### TEXT PASSAGE

+++

The Appointment

A phone call.

An anxious voice reaching out, finally admitting that it's time to ask for help. A racing heartbeat as that voice whispers the words "mental health issues" to the listening ear on the other end.

Embarrassed.

As if it's something to be shameful about. As if a broken brain is different than a broken arm or broken stomach or broken lungs.

Afraid.

That my doctor would tell me that what I've been experiencing for most of my life is normal. That I'm silly or "making a big deal" out of things and that this is just how life is.

This was me several weeks ago. I finally decided that I needed to talk to my doctor.  Shame flooded my whole body when the nurse asked me the reason for the appointment. Why? Why did I feel the need to whisper, especially since nobody was around me?

+++

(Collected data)
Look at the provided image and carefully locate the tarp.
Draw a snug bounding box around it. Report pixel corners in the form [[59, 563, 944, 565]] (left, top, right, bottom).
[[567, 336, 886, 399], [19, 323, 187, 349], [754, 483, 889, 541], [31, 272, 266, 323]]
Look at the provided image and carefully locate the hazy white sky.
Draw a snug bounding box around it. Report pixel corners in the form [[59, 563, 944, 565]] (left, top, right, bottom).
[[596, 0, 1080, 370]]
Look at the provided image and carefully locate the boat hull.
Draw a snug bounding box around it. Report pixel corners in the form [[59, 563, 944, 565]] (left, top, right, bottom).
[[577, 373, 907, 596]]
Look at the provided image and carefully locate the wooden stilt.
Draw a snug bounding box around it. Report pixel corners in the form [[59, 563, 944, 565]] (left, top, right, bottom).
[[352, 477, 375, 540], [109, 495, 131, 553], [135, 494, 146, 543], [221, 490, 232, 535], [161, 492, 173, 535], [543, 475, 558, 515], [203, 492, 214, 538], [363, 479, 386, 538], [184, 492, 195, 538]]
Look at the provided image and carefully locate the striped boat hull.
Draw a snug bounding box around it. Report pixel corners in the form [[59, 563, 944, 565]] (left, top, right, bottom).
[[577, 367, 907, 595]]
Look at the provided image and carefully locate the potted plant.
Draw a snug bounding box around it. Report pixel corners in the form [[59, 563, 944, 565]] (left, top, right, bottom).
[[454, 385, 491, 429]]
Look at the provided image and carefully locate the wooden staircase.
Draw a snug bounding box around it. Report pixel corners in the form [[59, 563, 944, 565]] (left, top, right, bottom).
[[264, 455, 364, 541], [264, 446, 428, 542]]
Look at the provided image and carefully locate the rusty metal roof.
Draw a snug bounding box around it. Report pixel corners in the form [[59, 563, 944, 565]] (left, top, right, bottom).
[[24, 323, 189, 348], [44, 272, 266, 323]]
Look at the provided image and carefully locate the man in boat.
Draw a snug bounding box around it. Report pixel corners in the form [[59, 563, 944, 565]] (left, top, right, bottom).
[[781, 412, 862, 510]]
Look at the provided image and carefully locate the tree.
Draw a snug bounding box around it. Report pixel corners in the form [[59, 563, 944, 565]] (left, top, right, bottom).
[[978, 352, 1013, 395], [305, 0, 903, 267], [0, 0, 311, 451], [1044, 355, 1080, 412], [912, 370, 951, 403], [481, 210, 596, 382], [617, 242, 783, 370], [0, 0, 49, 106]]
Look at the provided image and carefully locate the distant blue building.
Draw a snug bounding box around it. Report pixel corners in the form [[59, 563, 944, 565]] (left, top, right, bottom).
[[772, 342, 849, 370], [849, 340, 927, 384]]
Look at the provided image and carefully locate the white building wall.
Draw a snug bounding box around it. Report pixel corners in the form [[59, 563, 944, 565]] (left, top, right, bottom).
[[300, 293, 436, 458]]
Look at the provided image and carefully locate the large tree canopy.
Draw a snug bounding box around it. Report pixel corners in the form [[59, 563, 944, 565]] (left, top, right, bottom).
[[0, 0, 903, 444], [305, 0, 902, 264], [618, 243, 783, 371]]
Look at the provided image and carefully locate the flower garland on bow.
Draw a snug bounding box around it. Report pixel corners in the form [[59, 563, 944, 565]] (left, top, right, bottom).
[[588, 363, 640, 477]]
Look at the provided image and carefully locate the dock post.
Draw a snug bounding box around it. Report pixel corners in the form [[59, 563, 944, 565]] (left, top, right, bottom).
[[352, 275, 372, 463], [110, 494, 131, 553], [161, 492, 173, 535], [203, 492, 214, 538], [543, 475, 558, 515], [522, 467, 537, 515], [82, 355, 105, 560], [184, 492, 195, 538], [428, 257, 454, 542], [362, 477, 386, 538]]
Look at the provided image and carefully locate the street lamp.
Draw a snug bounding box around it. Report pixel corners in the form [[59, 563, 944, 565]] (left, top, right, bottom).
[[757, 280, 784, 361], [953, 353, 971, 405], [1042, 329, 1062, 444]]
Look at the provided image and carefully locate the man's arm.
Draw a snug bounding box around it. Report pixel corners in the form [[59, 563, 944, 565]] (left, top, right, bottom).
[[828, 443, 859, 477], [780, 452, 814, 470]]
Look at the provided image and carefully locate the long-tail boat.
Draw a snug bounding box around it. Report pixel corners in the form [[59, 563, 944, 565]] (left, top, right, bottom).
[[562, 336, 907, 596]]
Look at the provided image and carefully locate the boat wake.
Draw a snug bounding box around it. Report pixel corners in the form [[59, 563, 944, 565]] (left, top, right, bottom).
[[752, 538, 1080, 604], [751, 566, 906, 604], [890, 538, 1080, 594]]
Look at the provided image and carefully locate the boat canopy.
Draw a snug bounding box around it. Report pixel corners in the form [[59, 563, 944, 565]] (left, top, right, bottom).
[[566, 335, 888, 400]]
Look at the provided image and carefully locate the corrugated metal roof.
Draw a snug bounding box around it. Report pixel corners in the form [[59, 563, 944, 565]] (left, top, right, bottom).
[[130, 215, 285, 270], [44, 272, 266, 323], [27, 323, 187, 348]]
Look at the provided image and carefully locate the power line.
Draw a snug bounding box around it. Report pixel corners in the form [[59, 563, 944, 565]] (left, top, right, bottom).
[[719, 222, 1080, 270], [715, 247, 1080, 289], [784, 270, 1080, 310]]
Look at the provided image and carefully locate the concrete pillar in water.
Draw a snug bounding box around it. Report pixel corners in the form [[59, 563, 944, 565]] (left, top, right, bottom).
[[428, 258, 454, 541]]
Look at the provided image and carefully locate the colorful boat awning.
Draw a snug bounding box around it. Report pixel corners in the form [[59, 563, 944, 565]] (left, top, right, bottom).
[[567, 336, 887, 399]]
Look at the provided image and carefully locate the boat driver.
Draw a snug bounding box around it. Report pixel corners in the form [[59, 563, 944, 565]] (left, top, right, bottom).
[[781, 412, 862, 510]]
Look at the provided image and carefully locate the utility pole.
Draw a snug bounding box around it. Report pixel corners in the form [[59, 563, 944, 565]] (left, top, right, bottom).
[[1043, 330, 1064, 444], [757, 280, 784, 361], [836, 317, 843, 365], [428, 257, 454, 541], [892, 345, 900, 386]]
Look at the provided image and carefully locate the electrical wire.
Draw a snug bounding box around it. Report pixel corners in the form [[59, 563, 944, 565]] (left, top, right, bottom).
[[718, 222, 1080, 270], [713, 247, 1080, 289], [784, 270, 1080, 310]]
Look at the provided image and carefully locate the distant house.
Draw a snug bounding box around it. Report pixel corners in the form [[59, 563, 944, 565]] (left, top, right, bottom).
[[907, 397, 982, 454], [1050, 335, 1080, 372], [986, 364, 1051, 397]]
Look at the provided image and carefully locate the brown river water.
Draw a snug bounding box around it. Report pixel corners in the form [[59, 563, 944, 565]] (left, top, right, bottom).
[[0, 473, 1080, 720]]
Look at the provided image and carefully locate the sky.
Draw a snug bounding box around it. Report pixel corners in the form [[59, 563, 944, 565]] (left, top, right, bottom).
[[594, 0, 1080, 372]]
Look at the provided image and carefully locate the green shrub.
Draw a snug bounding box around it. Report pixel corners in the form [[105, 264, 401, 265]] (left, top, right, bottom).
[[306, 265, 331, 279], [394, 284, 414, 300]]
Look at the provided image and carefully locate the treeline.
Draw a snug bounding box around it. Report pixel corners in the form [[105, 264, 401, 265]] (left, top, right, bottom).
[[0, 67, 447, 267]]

+++

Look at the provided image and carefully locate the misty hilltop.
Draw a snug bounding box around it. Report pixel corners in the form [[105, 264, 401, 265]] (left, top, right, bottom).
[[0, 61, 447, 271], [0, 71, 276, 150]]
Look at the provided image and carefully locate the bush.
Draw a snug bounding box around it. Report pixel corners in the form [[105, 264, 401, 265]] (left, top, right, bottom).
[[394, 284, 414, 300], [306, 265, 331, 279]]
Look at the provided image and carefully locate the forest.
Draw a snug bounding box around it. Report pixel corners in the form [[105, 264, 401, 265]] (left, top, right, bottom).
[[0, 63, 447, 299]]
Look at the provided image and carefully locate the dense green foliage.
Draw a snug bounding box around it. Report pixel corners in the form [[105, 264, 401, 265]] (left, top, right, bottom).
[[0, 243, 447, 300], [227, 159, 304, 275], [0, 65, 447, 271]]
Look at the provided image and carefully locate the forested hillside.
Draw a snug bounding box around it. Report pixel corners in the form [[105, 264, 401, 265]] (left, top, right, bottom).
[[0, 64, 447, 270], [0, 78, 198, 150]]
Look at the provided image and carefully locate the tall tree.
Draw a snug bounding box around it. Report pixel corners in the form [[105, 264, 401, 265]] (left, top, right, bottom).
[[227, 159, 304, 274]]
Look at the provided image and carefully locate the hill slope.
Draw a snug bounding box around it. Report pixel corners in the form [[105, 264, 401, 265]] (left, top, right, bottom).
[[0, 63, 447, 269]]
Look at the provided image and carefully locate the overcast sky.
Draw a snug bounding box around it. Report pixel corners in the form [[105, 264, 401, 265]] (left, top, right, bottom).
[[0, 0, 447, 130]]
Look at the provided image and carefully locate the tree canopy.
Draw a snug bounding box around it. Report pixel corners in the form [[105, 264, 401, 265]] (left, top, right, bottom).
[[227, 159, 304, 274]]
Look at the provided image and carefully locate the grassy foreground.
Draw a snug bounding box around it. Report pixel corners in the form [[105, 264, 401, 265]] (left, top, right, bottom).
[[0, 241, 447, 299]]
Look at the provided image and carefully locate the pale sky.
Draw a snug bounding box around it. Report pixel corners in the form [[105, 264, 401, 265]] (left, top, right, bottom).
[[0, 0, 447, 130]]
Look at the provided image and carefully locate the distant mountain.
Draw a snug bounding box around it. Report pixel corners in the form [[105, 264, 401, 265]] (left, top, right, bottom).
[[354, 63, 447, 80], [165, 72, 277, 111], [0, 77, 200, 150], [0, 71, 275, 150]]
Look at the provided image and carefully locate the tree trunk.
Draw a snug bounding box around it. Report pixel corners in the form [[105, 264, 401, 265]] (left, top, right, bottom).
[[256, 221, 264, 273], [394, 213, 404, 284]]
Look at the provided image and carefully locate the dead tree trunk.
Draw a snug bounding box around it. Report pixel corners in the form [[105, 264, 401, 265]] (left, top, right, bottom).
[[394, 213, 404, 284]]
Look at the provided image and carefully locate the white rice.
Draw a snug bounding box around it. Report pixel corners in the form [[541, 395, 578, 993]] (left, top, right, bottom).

+++

### STUDY QUESTIONS
1. List every body part that the appointment essay describes as "broken."
2. Write the next part of the appointment essay, picking up after its final sentence.
None of the collected data is needed here.

### EXPECTED RESULTS
1. brain, arm, stomach, lungs

2.
When I went into my appointment, my doctor validated everything I have been feeling off about. She gave me a game plan to help offset the damage my brain is trying to cause. She was the first medical professional to ever utter the words "long term depression" to me. That maybe this is more than postpartum depression. I drove home in happy tears feeling like yes, maybe there is something wrong with me, but now, now I can move forward. And it's liberating.

Have you been holding off making that appointment? Stop doing that. Make the call. Don't feel ashamed. Don't feel fucking ashamed. A broken brain is just as important, if not MORE important than a broken arm. Make the call. Please.